• [SHORT PROBLEM] Rewrite every line of the entries below as a numbered list, leaving out the blank lines.

• [INFORMATION SHOWN]
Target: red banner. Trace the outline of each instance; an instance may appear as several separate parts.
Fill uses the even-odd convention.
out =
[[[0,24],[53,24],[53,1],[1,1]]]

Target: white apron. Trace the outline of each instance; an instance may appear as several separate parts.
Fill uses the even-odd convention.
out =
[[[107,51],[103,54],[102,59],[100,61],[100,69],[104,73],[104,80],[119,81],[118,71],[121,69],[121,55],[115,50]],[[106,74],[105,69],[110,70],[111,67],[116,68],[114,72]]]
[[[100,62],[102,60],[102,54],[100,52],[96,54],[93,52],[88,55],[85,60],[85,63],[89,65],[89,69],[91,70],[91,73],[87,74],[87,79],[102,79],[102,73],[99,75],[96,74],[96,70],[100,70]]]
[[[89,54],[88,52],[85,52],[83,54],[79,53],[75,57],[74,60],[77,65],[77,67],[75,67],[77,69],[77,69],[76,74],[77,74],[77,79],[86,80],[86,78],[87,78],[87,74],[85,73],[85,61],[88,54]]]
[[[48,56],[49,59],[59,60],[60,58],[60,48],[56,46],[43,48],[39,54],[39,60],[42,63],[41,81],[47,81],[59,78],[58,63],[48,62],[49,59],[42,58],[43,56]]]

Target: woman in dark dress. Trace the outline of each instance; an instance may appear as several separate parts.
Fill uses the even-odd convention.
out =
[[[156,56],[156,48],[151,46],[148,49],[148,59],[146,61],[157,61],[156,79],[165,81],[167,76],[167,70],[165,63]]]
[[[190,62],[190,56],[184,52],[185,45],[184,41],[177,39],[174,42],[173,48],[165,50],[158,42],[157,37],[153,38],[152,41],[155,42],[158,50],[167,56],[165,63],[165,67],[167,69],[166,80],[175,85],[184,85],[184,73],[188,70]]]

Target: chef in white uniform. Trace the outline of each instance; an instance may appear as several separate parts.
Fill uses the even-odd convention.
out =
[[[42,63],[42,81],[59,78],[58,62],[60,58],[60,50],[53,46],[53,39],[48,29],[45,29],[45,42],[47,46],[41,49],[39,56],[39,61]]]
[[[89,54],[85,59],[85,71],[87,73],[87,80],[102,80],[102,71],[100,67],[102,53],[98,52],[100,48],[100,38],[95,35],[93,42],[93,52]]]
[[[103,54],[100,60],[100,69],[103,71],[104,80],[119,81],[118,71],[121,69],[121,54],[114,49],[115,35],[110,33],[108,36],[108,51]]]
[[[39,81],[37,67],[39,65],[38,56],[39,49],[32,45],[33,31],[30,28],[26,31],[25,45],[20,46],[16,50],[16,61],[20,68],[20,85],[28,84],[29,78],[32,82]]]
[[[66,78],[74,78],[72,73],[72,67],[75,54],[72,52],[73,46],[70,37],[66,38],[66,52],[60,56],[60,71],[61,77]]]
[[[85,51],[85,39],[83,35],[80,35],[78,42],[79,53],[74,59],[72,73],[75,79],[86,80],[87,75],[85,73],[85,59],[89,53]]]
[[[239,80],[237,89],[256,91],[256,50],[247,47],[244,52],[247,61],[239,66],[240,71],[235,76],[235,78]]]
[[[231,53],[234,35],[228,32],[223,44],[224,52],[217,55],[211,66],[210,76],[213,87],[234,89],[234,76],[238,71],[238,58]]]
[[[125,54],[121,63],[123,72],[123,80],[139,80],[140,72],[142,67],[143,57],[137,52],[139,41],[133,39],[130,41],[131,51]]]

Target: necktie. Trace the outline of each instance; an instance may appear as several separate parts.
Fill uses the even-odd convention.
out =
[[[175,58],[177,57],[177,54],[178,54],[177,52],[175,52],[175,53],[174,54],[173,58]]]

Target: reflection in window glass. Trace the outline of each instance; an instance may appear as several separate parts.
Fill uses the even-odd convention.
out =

• [RESPONSE TO THIS TASK]
1. Target: red banner. Trace the outline of each instance; an instance may appear as several separate parts.
2. Fill uses the even-odd convention.
3. out =
4. [[[0,24],[53,24],[53,1],[1,1]]]
5. Target: white apron. Trace the outline of each instance; an instance may appear as several separate parts.
6. Fill uses the even-odd convention.
7. out =
8. [[[107,51],[103,54],[102,59],[100,61],[100,69],[104,73],[104,80],[119,81],[118,71],[121,69],[121,55],[115,50]],[[106,74],[105,69],[110,70],[111,67],[116,68],[114,72]]]
9. [[[100,62],[102,60],[102,54],[100,52],[96,54],[93,52],[88,55],[85,60],[85,63],[89,65],[89,69],[91,70],[91,73],[87,74],[87,79],[102,79],[102,73],[99,75],[96,74],[96,70],[100,70]]]
10. [[[89,54],[88,52],[85,52],[83,54],[79,53],[75,57],[74,60],[77,65],[77,67],[75,67],[77,69],[77,69],[76,74],[77,74],[77,79],[86,80],[86,78],[87,78],[87,74],[85,73],[85,61],[88,54]]]
11. [[[48,56],[49,59],[59,60],[60,58],[60,48],[56,46],[43,48],[39,54],[39,60],[42,63],[41,81],[47,81],[59,78],[58,63],[48,62],[49,59],[42,58],[43,56]]]
12. Target: woman in dark dress. Trace the outline of each instance; an instance may appear as several separate parts.
13. Fill uses the even-odd convention.
14. out =
15. [[[156,56],[156,48],[151,46],[148,49],[148,59],[146,61],[157,61],[156,79],[165,81],[167,76],[167,70],[165,63]]]
16. [[[190,62],[190,56],[184,52],[185,45],[184,41],[177,39],[174,42],[173,48],[165,50],[158,42],[157,37],[153,38],[152,41],[155,42],[158,50],[167,56],[165,63],[165,67],[167,69],[166,80],[175,85],[184,85],[184,73],[188,70]]]
17. Target: chef in white uniform. Trace the outline of each instance; an instance may appear as several separate parts.
18. Fill uses the even-odd convention.
19. out =
20. [[[42,63],[42,81],[59,78],[58,62],[60,58],[60,50],[53,46],[53,39],[48,29],[45,29],[45,42],[47,46],[41,49],[39,56],[39,61]]]
21. [[[89,54],[85,59],[85,71],[87,73],[87,80],[102,80],[102,71],[100,67],[102,53],[98,52],[100,48],[100,38],[95,35],[93,42],[93,52]]]
22. [[[103,54],[100,60],[100,69],[103,71],[104,80],[119,81],[118,71],[121,69],[121,54],[114,49],[115,35],[110,33],[108,36],[108,51]]]
23. [[[39,81],[37,67],[39,65],[38,56],[39,49],[32,45],[33,31],[30,28],[26,31],[25,45],[20,46],[16,50],[16,61],[20,68],[20,85],[28,84],[29,78],[32,82]]]
24. [[[66,78],[74,78],[72,73],[72,67],[75,54],[72,52],[73,46],[70,37],[66,38],[66,52],[60,56],[60,71],[61,77]]]
25. [[[85,51],[85,39],[83,35],[80,35],[78,42],[79,53],[74,59],[72,73],[75,79],[86,80],[87,75],[85,73],[85,59],[89,53]]]
26. [[[239,80],[237,89],[256,91],[256,50],[247,47],[244,52],[247,61],[239,66],[240,71],[235,76],[235,78]]]
27. [[[231,53],[234,35],[228,32],[223,44],[224,52],[217,55],[211,66],[210,76],[213,87],[234,89],[234,76],[238,71],[238,58]]]
28. [[[125,54],[121,63],[123,72],[123,80],[139,80],[140,72],[142,67],[143,57],[137,52],[139,41],[133,39],[130,41],[131,51]]]
29. Target: necktie. Trace the outline of each instance; an instance may appear as several separate parts.
30. Fill uses the even-odd convention.
31. out =
32. [[[175,58],[177,57],[177,54],[178,54],[177,52],[175,52],[175,53],[174,54],[173,58]]]
33. Target: reflection in window glass. Trace the outline of each instance; an instance may appear as several separate parts.
34. Fill uses the even-odd convention.
35. out =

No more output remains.